Region labeling entries:

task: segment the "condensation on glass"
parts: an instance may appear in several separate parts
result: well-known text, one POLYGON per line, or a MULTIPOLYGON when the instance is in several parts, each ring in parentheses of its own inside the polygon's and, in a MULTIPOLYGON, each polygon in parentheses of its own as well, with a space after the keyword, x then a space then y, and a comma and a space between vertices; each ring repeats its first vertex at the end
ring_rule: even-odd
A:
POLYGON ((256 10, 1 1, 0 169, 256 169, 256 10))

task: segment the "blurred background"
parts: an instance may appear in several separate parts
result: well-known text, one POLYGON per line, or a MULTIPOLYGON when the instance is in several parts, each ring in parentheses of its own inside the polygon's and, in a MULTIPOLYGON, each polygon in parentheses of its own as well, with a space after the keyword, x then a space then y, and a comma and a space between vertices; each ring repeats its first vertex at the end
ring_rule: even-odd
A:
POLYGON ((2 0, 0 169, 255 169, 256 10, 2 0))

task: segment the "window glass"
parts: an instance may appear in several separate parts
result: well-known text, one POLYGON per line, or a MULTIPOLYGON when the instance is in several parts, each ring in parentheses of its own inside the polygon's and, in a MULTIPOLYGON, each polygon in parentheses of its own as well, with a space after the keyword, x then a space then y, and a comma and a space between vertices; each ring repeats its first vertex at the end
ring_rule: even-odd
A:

--- Work to be completed ---
Show every line of the entries above that contains the string "segment", treating case as significant.

--- Worked answer ---
task: segment the "condensation on glass"
task: segment the "blurred background"
task: segment the "window glass"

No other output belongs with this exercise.